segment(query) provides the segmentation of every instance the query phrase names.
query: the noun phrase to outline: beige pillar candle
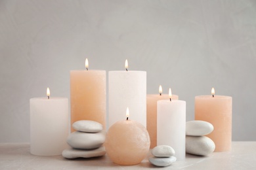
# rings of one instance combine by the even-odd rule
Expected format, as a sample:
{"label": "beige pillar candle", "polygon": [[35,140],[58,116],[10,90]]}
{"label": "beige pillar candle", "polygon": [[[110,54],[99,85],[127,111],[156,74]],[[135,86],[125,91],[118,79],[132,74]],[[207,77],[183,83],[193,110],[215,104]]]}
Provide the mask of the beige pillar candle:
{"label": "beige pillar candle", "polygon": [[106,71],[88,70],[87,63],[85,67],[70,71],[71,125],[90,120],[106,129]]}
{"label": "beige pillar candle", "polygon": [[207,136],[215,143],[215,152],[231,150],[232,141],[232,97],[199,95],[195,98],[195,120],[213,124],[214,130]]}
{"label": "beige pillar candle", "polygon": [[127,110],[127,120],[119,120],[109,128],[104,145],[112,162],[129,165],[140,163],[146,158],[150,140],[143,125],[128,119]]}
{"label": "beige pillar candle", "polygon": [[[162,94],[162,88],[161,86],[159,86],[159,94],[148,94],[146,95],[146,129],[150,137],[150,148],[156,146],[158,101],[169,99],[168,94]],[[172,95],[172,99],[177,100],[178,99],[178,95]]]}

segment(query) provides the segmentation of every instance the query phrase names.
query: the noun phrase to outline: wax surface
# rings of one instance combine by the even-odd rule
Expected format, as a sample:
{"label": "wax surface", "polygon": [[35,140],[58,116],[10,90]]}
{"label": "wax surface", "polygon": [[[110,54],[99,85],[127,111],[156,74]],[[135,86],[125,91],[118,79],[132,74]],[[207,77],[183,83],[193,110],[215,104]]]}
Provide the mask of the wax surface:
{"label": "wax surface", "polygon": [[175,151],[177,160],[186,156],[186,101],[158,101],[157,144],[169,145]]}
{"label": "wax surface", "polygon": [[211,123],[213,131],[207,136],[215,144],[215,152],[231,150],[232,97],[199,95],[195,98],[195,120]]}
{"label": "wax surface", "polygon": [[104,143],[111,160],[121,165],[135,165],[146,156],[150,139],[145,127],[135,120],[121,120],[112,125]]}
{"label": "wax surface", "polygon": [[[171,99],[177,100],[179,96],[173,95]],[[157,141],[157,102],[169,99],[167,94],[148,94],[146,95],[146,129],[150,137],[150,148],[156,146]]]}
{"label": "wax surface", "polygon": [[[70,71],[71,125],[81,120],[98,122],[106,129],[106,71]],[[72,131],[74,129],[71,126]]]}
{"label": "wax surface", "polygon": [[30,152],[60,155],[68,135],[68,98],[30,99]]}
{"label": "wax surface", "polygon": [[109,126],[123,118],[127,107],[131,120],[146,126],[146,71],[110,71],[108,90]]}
==
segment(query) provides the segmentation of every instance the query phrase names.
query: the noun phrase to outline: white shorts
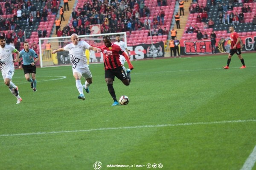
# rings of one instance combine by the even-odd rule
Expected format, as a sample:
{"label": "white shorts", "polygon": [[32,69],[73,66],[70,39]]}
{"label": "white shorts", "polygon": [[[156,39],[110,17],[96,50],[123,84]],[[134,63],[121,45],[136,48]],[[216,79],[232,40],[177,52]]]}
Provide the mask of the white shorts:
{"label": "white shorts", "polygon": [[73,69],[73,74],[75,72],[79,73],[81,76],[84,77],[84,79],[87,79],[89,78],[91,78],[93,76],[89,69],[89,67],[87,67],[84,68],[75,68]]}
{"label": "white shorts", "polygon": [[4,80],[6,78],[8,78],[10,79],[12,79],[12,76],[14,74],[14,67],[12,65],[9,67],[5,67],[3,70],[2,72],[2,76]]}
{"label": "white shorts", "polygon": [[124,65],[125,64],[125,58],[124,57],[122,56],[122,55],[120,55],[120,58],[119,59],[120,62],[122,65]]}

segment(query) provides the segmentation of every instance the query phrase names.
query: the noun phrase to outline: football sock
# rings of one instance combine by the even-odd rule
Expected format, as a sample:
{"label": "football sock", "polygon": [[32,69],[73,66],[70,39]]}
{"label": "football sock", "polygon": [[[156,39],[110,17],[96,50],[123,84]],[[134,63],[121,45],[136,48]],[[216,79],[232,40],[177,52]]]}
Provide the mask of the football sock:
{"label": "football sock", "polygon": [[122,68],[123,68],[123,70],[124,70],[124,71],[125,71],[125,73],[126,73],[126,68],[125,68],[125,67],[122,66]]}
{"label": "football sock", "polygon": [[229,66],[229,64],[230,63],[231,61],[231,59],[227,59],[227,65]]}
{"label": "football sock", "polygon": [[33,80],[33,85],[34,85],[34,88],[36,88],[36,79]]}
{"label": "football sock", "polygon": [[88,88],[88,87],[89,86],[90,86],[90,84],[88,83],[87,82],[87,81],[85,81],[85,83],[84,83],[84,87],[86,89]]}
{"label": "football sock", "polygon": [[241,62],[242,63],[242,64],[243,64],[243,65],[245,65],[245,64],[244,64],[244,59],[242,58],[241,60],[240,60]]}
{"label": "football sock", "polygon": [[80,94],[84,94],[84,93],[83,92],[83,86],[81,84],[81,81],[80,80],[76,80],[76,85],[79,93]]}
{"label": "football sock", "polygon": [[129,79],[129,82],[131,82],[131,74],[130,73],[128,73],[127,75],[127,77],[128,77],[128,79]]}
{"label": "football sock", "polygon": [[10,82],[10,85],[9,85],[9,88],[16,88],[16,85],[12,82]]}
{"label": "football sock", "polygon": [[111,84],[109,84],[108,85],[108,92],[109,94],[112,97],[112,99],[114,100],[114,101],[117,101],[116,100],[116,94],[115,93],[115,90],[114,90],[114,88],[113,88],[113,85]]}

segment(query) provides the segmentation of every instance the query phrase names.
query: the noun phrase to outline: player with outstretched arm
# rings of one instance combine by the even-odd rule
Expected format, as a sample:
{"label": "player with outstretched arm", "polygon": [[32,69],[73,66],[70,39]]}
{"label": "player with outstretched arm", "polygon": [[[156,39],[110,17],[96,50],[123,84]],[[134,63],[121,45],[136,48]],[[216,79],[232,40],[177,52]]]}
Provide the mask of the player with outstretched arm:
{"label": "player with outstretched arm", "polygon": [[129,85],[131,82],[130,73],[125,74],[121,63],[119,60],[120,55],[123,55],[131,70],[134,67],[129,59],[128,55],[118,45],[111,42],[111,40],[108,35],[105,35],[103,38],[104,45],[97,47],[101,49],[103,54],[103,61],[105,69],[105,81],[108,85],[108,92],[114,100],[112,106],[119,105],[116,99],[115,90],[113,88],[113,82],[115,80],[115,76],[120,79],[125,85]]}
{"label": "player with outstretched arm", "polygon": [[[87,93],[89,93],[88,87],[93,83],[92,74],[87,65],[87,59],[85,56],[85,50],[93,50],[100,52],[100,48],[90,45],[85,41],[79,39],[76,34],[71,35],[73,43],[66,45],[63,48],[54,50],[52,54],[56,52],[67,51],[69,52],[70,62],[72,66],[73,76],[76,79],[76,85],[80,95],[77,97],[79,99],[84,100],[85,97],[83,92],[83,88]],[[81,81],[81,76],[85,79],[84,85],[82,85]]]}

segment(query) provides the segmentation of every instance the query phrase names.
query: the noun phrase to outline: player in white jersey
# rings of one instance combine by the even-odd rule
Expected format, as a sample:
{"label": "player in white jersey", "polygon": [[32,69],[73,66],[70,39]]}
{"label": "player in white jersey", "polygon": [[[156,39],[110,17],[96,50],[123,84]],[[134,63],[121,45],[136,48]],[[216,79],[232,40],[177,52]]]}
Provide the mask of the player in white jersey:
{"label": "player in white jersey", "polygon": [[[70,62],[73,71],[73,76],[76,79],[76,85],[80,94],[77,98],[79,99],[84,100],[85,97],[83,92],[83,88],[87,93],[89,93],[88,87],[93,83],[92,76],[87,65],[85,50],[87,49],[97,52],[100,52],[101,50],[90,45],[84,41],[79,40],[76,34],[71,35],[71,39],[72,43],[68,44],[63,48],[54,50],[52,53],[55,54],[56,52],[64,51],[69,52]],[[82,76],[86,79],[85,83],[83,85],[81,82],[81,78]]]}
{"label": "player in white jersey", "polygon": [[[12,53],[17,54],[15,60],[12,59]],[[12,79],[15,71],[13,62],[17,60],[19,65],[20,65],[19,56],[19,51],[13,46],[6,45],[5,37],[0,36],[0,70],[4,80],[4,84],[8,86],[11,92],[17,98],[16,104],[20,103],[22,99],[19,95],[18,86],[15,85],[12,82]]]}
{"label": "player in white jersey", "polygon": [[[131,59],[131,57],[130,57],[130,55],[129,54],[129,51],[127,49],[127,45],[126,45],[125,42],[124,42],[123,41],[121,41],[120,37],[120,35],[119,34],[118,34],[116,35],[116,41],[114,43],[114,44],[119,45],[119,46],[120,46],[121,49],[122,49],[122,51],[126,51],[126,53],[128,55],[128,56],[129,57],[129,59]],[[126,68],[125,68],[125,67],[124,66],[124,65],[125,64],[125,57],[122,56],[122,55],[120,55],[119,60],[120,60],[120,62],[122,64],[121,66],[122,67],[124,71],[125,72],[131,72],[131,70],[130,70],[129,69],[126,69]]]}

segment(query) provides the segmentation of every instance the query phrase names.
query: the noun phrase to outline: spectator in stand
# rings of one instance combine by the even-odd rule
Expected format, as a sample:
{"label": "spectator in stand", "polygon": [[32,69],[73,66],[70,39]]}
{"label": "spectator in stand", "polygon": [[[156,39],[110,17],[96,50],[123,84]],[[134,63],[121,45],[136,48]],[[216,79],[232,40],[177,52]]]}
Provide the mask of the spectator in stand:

_Requirements:_ Which lines in the listing above contain the word "stand"? Pick out each of them and copy it in full.

_Result of the exercise:_
query: the noun phrase to outline: spectator in stand
{"label": "spectator in stand", "polygon": [[32,69],[73,66],[70,39]]}
{"label": "spectator in stand", "polygon": [[[156,39],[110,17],[96,50],[123,84]],[[134,63],[121,45],[136,48]],[[216,79],[232,40],[177,52]]]}
Provide the mask of the spectator in stand:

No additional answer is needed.